▶ Source passage
==*==

I appreciate it. And I appreciate the fact that you’re talking about it here and that you’re doing all of this in public too. Like not just the reaction right now, but also did the board meetings and just sharing where things are going, what things are, you know, the long term perspective, short term actions, all that kind of stuff. You’ve been pretty good at building in public and I quite appreciate that. I’m trying to build in public myself.

If Gumroad dies, it’ll die in public. You know, like, in March, we’ll do another public board meeting. And I’ll report back, like what is churn, you know. This is the change to our revenue. This is a change to our creators. These are how many people have left. And again, just like, it’s not, you know, and hopefully it doesn’t feel like a victory lap, if not that many people leave. Or it’s just, we’re building a business. This is what it is. And you know, like, when we did this laid off, the hardest thing I’ve ever done in the history of Gumroad, was when we laid off people the first time around that was like 20 or 22. And we went from 20, down to three or four people. And we almost died, got to profitable and it ended up working out. But I was just stressed. I was like, this is crazy. It’s end of the world, like, and then like, everybody got a job immediately, you know. So not to say that, you know, to say, oh, everyone will just find another Gumroad thing immediately or anything like that. But I do think it’s important to say like, the people who use Gumroad are super smart, competent people, and they will like, they will be fine. And, you know, I just kind of keep that in mind. Like, I need to do the right thing. And the honest thing, and I think doing it in public helps me do that. Because otherwise I could just pretend not to or I could charge fees over here. And you know, a lot of folks do that. But I have to do it in public. And when we do dividends, I’m gonna have to do that in public and like, you know. But I think frankly, I think this is kind of what we need in I think, late stage capitalism, like, it just doesn’t, it feels like we just hit we’re hitting a wall or hitting an iceberg, right? Or something with 5% interest rates, and people aren’t ready for this at all. I talked to friends who are like, what do you mean? I’m like, interested, like, your house is effectively twice as expensive as it was like three months ago. We’d like we haven’t reacted yet, you know. And so that’s the other thing at the end of the day that you know, like, I wanna be first. And hopefully, you know, six months from now people look back and were like, “Oh, crap, actually, the changes that Gumroad made was actually pretty prescient and pretty smart.” They are worth

Arvid Kahl
I have a very strong feeling that even though it hurts right now, to see this price increase, this is one of the first we’re gonna see over a multitude of tools. And then we’re gonna be, “Oh, yeah, apparently, that’s the thing that everybody needs to do.” And it’s like, people sometimes forget how recessions look, because you want to forget. I’m just thinking about 2008 and stuff, right? I don’t wanna remember those days.

==*==

▶ Information shown
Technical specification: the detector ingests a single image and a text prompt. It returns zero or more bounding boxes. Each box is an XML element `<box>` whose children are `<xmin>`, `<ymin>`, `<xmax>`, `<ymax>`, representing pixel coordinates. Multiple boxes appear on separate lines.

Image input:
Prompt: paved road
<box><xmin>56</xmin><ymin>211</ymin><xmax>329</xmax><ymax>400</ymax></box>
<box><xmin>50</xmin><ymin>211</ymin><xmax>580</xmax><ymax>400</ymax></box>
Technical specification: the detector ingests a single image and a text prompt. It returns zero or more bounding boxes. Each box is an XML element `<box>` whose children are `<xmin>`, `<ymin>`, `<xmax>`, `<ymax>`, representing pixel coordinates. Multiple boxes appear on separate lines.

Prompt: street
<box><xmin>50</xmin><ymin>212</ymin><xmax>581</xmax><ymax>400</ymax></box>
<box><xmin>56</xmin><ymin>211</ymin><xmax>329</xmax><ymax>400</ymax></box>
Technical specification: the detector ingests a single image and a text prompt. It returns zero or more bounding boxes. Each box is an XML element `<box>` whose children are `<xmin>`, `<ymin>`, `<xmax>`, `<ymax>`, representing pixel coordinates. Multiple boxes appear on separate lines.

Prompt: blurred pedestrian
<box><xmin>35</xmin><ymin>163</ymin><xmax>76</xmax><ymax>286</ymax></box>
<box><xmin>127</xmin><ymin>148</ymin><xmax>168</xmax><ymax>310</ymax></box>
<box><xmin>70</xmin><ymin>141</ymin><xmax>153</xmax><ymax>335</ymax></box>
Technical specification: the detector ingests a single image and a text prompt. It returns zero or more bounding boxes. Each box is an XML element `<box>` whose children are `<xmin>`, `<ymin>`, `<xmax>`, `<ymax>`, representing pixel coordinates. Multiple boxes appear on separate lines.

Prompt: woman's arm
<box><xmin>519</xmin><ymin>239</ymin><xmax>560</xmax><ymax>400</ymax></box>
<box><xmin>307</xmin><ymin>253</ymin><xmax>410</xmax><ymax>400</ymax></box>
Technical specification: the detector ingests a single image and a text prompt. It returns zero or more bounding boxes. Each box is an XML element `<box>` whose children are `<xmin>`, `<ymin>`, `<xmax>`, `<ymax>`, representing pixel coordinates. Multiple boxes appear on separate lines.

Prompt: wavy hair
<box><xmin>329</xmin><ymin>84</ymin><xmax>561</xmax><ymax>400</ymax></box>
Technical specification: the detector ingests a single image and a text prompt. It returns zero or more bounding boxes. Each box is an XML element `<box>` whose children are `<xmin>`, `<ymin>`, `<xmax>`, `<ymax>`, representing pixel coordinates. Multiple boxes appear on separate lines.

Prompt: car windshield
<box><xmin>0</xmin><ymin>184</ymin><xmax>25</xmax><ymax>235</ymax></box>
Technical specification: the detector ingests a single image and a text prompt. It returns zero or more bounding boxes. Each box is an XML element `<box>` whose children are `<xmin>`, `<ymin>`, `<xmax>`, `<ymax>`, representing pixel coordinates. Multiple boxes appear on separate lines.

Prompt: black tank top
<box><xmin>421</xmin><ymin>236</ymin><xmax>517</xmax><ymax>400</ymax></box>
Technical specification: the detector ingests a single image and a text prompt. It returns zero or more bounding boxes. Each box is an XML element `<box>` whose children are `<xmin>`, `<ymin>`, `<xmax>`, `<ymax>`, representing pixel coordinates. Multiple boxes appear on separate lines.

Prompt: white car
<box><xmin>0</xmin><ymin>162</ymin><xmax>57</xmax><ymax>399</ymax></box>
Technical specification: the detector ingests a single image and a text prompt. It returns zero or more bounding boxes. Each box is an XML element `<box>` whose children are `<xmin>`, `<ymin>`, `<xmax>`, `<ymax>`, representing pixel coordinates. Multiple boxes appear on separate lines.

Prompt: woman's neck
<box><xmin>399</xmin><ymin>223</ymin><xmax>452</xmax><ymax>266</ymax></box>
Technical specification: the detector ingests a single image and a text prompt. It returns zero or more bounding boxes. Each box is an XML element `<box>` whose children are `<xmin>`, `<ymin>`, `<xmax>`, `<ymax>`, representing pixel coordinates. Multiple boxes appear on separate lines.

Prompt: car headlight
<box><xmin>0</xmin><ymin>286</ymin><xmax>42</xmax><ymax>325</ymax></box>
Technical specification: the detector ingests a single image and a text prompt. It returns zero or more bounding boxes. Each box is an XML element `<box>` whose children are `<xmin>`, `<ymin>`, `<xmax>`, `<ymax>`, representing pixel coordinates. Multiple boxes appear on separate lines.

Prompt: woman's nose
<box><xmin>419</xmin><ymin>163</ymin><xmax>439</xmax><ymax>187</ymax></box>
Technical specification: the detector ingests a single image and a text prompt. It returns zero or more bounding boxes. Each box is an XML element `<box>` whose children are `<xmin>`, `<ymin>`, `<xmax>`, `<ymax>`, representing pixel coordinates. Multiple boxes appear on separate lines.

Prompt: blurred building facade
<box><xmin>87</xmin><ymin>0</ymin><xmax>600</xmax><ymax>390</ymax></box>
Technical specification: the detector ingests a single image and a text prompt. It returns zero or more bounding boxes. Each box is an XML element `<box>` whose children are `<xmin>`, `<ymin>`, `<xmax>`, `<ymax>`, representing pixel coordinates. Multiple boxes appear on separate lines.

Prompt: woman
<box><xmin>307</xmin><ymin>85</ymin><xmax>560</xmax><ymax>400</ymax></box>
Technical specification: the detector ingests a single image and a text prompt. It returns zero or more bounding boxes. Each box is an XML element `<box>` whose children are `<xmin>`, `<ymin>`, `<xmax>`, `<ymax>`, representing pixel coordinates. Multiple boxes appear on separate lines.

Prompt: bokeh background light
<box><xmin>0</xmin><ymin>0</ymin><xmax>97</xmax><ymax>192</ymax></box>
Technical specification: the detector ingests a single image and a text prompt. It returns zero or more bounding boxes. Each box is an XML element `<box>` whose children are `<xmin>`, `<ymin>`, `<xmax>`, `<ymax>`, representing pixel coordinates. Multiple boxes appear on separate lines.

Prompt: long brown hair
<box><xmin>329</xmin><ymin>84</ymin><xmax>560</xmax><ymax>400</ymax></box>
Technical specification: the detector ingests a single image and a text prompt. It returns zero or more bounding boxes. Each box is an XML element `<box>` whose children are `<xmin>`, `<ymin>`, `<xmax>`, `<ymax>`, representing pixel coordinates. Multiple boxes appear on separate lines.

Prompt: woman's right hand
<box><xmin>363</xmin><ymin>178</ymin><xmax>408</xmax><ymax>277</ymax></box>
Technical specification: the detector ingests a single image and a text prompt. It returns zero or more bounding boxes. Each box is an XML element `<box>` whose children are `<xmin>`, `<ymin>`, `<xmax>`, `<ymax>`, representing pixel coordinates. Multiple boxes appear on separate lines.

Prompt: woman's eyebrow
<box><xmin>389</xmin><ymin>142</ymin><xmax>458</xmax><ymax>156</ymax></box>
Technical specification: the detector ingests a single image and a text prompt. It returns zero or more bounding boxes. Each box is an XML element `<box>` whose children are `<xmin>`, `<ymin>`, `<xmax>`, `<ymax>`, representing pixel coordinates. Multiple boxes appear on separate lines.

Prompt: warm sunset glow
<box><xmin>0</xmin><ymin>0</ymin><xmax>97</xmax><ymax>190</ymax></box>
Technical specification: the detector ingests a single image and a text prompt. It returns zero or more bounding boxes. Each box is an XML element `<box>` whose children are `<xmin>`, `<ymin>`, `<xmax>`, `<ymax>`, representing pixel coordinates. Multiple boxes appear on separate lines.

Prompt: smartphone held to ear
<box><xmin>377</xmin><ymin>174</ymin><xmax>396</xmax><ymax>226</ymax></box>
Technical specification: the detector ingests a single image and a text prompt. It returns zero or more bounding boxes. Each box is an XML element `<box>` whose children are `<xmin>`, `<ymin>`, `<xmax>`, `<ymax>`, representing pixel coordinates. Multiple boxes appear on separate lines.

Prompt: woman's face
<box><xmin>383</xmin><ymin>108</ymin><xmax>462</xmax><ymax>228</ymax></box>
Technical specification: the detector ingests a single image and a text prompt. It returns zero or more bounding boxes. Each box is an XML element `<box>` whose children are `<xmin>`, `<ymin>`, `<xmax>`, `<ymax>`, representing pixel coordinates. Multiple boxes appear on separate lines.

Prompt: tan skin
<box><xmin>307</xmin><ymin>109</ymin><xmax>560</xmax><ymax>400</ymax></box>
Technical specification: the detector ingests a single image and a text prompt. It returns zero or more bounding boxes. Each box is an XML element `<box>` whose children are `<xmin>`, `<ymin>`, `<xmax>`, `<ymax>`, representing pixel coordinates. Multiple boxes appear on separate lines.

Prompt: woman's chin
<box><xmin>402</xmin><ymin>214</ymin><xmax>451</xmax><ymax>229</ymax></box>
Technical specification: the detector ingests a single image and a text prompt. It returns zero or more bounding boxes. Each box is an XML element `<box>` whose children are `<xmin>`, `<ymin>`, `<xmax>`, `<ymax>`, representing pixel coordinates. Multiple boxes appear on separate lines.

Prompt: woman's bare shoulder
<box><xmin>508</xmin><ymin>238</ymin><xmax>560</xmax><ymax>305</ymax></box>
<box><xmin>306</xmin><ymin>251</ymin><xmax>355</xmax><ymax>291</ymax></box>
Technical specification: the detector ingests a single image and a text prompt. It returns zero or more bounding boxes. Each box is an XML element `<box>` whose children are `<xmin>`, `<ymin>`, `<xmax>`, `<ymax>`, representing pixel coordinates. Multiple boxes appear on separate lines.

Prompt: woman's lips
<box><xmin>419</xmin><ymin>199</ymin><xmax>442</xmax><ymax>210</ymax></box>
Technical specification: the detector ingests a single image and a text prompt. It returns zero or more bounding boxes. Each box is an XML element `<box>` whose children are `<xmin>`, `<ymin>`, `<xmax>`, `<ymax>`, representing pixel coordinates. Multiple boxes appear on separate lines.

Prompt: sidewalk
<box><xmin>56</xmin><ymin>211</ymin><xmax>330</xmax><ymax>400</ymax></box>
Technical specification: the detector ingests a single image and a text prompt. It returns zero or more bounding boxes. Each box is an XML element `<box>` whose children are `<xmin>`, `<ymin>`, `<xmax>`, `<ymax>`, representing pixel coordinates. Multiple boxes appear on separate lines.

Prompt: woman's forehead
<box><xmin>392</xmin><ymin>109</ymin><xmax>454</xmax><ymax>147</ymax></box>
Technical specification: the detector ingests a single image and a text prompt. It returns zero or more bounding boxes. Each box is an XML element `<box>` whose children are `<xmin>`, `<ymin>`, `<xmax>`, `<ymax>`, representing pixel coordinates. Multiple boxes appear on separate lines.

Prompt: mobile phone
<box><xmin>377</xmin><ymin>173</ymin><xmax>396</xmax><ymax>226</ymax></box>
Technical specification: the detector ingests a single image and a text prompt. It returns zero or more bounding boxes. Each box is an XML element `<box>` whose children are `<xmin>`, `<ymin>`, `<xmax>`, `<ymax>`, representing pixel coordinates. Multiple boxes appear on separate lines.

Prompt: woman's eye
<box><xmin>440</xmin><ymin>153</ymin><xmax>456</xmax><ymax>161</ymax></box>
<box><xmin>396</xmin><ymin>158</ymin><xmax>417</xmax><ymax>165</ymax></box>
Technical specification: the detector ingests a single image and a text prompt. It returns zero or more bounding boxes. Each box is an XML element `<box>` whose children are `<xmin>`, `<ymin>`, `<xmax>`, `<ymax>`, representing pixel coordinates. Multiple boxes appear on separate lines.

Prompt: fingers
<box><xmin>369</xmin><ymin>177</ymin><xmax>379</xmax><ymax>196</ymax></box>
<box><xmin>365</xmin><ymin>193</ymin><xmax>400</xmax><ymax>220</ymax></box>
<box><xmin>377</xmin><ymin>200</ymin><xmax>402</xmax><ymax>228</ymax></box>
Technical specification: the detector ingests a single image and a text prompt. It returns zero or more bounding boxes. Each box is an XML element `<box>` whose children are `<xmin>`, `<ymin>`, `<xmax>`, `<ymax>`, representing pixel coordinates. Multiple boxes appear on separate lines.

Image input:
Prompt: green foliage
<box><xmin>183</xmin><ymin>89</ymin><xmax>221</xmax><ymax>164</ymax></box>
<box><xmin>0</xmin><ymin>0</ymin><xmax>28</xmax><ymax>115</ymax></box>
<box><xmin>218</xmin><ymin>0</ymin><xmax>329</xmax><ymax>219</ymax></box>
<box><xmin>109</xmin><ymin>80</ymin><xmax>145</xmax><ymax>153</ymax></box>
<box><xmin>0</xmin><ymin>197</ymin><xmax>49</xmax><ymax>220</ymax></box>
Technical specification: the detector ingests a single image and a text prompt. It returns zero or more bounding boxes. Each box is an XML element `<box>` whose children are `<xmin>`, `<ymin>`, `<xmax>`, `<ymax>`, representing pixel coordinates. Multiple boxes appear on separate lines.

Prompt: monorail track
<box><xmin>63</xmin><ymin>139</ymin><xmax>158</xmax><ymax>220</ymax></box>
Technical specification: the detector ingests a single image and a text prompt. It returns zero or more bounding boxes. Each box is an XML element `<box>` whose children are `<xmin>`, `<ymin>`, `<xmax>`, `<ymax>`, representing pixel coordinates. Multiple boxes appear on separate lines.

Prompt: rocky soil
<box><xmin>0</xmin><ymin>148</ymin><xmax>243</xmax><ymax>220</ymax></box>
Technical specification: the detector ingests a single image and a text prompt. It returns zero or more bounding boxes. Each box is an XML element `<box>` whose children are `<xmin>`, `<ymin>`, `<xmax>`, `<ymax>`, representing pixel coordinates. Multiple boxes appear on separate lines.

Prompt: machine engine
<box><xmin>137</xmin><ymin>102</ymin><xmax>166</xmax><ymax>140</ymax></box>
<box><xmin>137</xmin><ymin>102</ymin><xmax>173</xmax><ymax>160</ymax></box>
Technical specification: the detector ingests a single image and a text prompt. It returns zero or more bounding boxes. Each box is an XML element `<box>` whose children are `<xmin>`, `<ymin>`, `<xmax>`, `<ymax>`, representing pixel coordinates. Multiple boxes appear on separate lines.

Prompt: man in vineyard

==*==

▶ Instruction
Answer from the Gumroad transcript:
(a) In what month will the next public board meeting take place?
(b) After the first layoff, how many people did the team go down to?
(c) Which year of recession does Arvid Kahl say he is thinking about?

▶ Response to this task
(a) March
(b) Three or four people
(c) 2008